PROMPT
Could you restate exactly the lines that begin at the line with "Expected output: a single point for each instance of the dark" and end at the final line of the data?

Data extracted from a collection
---*---

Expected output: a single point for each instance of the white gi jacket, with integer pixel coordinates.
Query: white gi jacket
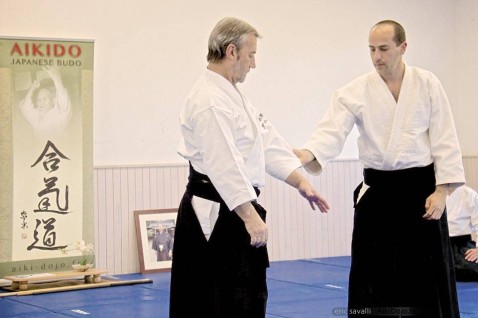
(462, 212)
(227, 139)
(53, 121)
(413, 132)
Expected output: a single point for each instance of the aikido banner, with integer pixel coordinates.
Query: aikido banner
(46, 164)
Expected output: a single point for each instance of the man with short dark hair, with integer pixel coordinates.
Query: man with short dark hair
(401, 259)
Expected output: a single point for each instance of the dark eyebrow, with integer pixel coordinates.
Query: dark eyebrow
(380, 46)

---*---

RESULT FOR THIS TASK
Expected output: a single point for each instance of the dark eyebrow, with integer pixel coordinates.
Query: dark eyebrow
(380, 46)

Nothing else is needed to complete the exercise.